+++ DOCUMENT SECTION +++

Doc's Daily Commentary
Mind Of Mav
DAOs: The Next Big Thing or Just Hype?
In November the auction of a copy of the original US-constitution captured global media headlines. Not because it was the only privately available copy of the 13 original documents to be sold, nor because of its 43 million USD price it fetched at a public sale at Sotheby’s. What caused most interest was that the second-highest bidder was neither a person, nor a company, but a so-called DAO. This acronym stands for decentralized autonomous organization, a blockchain-based organization governed solely by algorithms. Human managers have as little place in the DAO-design as do offices or articles of incorporation.
The ConstitutionDAO was able to raise close to 49m USD from more than 17,000 contributors and had become the first DAO Sotheby’s ever worked with. This raises many questions: How does a DAO work? Where did the concept come from? And where is it going?
A DAO is a means of independent protocol governance. Too abstract? Then think of it as a group of people who want to do business with each other, yet there is no trust between them. In most cases they have never even seen each other, nor do they know the real names of their business partners.
It could be any type of business that requires you to put up your own money (usually hoping to earn more). The goal of your joint venture could be to pool money to lend it and earn interest. Or the objective could be to buy a valuable piece of art and then resell it with a profit.
In all the scenarios you need to have a joint bank account and you need to agree on numerous rules that determine how the cooperation will work. For which things do you want to spend the money? How do you split the earnings? How do you incentivize others to support the network? What is the threshold of the risk you are willing to take? To which currency do you peg your token? You get the point.
There are literally thousands of such questions, but the beauty of a DAO is that once you have agreed on how to handle them, you can code this logic into a smart contract. Smart contracts are if-then scenarios that you can program onto a blockchain. They are the foundation of the DAO because it transforms all the ways you want your company to behave into code. Completely autonomously. No need for managers or operative staff. Human errors: gone. So are fraud attempts; code is incorruptible.

+++ AVAILABLE DATA +++

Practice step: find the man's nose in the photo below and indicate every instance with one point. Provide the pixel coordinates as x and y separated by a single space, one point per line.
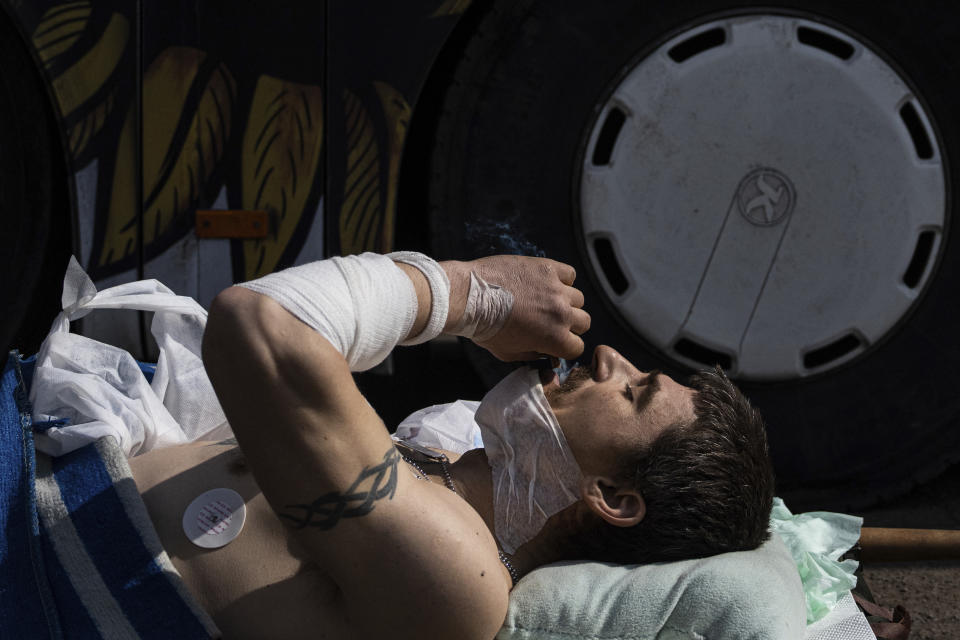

+++

__JOB A__
In the DAO article, rewrite the stretch from "A DAO is a means" through "their business partners.", changing "no trust" to "little trust".
__JOB B__
List every figure given as a numeral in the DAO article, with the unit or qualifier it has there.
__JOB C__
Answer from the DAO article:
(i) What price did the copy of the constitution fetch at Sotheby's?
(ii) What does the acronym DAO stand for?
(iii) How are smart contracts described?

__CORRECT RESPONSE A__
A DAO is a means of independent protocol governance. Too abstract? Then think of it as a group of people who want to do business with each other, yet there is little trust between them. In most cases they have never even seen each other, nor do they know the real names of their business partners.

__CORRECT RESPONSE B__
- 13 original documents
- 43 million USD
- close to 49m USD
- more than 17,000 contributors

__CORRECT RESPONSE C__
(i) 43 million USD
(ii) Decentralized autonomous organization
(iii) As if-then scenarios that you can program onto a blockchain